Items from a dataset
======

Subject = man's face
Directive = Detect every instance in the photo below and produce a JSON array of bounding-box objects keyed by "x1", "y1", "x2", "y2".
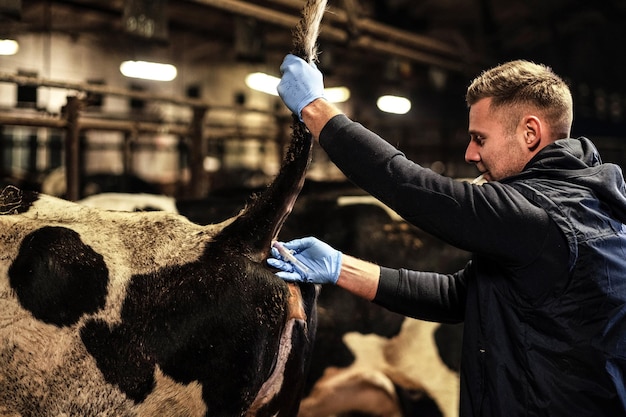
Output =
[{"x1": 465, "y1": 98, "x2": 529, "y2": 182}]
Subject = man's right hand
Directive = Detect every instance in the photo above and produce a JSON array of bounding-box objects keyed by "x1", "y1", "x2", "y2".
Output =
[
  {"x1": 267, "y1": 237, "x2": 342, "y2": 284},
  {"x1": 277, "y1": 54, "x2": 326, "y2": 121}
]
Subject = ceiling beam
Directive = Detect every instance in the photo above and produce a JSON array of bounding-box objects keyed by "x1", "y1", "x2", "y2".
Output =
[{"x1": 187, "y1": 0, "x2": 466, "y2": 71}]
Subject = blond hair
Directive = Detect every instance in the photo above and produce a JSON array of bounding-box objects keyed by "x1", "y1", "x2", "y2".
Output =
[{"x1": 466, "y1": 60, "x2": 573, "y2": 138}]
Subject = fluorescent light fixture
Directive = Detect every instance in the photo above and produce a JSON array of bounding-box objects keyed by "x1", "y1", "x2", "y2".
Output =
[
  {"x1": 245, "y1": 72, "x2": 351, "y2": 103},
  {"x1": 376, "y1": 95, "x2": 411, "y2": 115},
  {"x1": 203, "y1": 156, "x2": 221, "y2": 172},
  {"x1": 324, "y1": 86, "x2": 350, "y2": 103},
  {"x1": 0, "y1": 39, "x2": 19, "y2": 56},
  {"x1": 120, "y1": 60, "x2": 177, "y2": 81},
  {"x1": 245, "y1": 72, "x2": 280, "y2": 96}
]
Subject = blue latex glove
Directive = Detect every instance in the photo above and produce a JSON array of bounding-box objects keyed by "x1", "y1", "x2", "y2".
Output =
[
  {"x1": 277, "y1": 54, "x2": 325, "y2": 121},
  {"x1": 267, "y1": 237, "x2": 342, "y2": 284}
]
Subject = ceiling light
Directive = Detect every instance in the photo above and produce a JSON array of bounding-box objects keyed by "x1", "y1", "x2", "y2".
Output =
[
  {"x1": 376, "y1": 95, "x2": 411, "y2": 115},
  {"x1": 119, "y1": 60, "x2": 177, "y2": 81},
  {"x1": 245, "y1": 72, "x2": 280, "y2": 96},
  {"x1": 245, "y1": 72, "x2": 351, "y2": 104},
  {"x1": 0, "y1": 39, "x2": 19, "y2": 56},
  {"x1": 324, "y1": 86, "x2": 350, "y2": 103}
]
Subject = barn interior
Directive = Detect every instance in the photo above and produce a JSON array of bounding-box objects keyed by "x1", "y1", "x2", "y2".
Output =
[
  {"x1": 1, "y1": 0, "x2": 625, "y2": 200},
  {"x1": 1, "y1": 1, "x2": 626, "y2": 416}
]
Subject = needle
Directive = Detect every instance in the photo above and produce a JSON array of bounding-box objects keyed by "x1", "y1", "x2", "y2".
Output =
[{"x1": 272, "y1": 241, "x2": 310, "y2": 273}]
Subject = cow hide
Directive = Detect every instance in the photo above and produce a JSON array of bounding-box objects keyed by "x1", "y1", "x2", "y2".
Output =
[{"x1": 0, "y1": 183, "x2": 318, "y2": 417}]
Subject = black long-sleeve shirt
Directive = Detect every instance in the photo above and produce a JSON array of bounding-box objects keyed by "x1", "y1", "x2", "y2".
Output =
[{"x1": 319, "y1": 115, "x2": 565, "y2": 318}]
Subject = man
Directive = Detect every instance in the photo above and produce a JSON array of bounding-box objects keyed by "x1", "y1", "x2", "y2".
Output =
[{"x1": 268, "y1": 54, "x2": 626, "y2": 416}]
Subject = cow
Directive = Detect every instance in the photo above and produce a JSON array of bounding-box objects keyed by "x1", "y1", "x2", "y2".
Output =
[
  {"x1": 296, "y1": 297, "x2": 462, "y2": 417},
  {"x1": 0, "y1": 180, "x2": 318, "y2": 416},
  {"x1": 0, "y1": 175, "x2": 317, "y2": 416},
  {"x1": 78, "y1": 192, "x2": 180, "y2": 213},
  {"x1": 40, "y1": 168, "x2": 162, "y2": 198},
  {"x1": 0, "y1": 100, "x2": 318, "y2": 417},
  {"x1": 1, "y1": 1, "x2": 329, "y2": 414}
]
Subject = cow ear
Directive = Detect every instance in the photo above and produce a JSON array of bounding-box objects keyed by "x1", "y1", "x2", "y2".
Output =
[
  {"x1": 0, "y1": 185, "x2": 38, "y2": 214},
  {"x1": 9, "y1": 226, "x2": 109, "y2": 327}
]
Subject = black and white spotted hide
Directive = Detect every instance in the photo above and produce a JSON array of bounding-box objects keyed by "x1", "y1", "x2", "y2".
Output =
[{"x1": 0, "y1": 185, "x2": 318, "y2": 417}]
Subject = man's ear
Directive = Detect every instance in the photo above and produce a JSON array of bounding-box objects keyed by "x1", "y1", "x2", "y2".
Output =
[{"x1": 523, "y1": 116, "x2": 541, "y2": 151}]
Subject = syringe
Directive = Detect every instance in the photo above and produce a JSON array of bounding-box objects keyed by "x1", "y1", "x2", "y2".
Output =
[{"x1": 272, "y1": 241, "x2": 310, "y2": 273}]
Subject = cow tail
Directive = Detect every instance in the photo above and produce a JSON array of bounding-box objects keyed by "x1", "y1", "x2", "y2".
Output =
[
  {"x1": 216, "y1": 0, "x2": 327, "y2": 260},
  {"x1": 291, "y1": 0, "x2": 327, "y2": 64}
]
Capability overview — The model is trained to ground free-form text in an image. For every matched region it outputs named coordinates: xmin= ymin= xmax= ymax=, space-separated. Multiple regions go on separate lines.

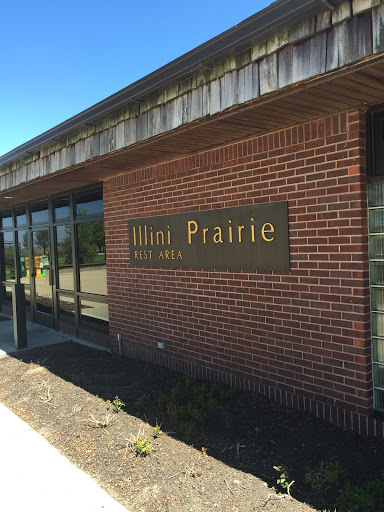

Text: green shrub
xmin=335 ymin=483 xmax=373 ymax=512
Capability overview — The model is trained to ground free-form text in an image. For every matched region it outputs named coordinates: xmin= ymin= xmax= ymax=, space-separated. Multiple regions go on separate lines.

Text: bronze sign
xmin=128 ymin=201 xmax=289 ymax=271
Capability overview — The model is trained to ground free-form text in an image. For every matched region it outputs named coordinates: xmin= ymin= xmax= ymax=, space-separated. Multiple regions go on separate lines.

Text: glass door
xmin=31 ymin=229 xmax=54 ymax=328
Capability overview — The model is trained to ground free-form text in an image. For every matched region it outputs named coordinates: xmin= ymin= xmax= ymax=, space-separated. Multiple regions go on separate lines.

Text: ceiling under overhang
xmin=1 ymin=53 xmax=384 ymax=208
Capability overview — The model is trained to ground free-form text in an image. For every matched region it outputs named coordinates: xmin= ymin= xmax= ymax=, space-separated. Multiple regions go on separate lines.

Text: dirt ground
xmin=0 ymin=339 xmax=384 ymax=512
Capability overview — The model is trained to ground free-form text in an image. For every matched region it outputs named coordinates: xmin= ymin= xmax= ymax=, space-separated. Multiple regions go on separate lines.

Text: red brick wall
xmin=104 ymin=109 xmax=379 ymax=436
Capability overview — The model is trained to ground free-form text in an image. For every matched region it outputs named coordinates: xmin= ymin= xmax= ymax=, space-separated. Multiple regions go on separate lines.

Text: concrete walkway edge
xmin=0 ymin=401 xmax=129 ymax=512
xmin=0 ymin=316 xmax=128 ymax=512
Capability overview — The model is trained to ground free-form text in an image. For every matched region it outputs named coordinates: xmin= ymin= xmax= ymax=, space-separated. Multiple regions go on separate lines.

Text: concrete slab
xmin=0 ymin=402 xmax=128 ymax=512
xmin=0 ymin=316 xmax=68 ymax=356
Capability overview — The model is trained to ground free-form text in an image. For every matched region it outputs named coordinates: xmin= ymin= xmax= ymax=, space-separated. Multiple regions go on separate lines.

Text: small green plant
xmin=247 ymin=426 xmax=262 ymax=438
xmin=178 ymin=402 xmax=205 ymax=422
xmin=135 ymin=437 xmax=152 ymax=457
xmin=153 ymin=424 xmax=163 ymax=438
xmin=134 ymin=395 xmax=145 ymax=410
xmin=126 ymin=427 xmax=157 ymax=458
xmin=158 ymin=378 xmax=235 ymax=438
xmin=180 ymin=421 xmax=198 ymax=441
xmin=107 ymin=395 xmax=125 ymax=413
xmin=364 ymin=479 xmax=384 ymax=499
xmin=185 ymin=376 xmax=197 ymax=387
xmin=305 ymin=460 xmax=347 ymax=491
xmin=157 ymin=392 xmax=167 ymax=410
xmin=273 ymin=465 xmax=294 ymax=495
xmin=335 ymin=483 xmax=373 ymax=512
xmin=334 ymin=480 xmax=384 ymax=512
xmin=220 ymin=388 xmax=235 ymax=400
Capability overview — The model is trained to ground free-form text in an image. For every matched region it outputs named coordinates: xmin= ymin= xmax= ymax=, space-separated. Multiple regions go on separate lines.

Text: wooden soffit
xmin=2 ymin=53 xmax=384 ymax=207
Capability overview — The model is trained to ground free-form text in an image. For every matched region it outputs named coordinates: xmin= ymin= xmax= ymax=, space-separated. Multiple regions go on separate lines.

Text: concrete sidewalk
xmin=0 ymin=316 xmax=128 ymax=512
xmin=0 ymin=403 xmax=128 ymax=512
xmin=0 ymin=316 xmax=68 ymax=356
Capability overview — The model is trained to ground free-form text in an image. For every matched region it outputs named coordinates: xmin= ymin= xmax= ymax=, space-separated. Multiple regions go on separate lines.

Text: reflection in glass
xmin=75 ymin=188 xmax=103 ymax=218
xmin=16 ymin=211 xmax=27 ymax=227
xmin=25 ymin=287 xmax=31 ymax=311
xmin=4 ymin=284 xmax=12 ymax=301
xmin=77 ymin=221 xmax=107 ymax=295
xmin=1 ymin=215 xmax=13 ymax=228
xmin=58 ymin=294 xmax=75 ymax=322
xmin=80 ymin=298 xmax=109 ymax=328
xmin=33 ymin=230 xmax=52 ymax=314
xmin=54 ymin=196 xmax=70 ymax=221
xmin=56 ymin=225 xmax=74 ymax=290
xmin=0 ymin=187 xmax=107 ymax=334
xmin=31 ymin=203 xmax=49 ymax=224
xmin=17 ymin=230 xmax=29 ymax=285
xmin=0 ymin=232 xmax=16 ymax=281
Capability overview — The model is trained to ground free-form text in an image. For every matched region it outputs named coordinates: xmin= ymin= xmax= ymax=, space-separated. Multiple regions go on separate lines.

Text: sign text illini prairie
xmin=128 ymin=201 xmax=289 ymax=271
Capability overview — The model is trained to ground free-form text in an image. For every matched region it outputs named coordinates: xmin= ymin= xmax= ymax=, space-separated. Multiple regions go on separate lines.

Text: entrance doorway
xmin=0 ymin=184 xmax=108 ymax=336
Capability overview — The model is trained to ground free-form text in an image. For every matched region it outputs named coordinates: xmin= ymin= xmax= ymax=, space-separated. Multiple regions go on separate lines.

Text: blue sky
xmin=0 ymin=0 xmax=272 ymax=157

======

Answer with a single number: how many lines in the data above have the string "light" in them?

OUTPUT.
2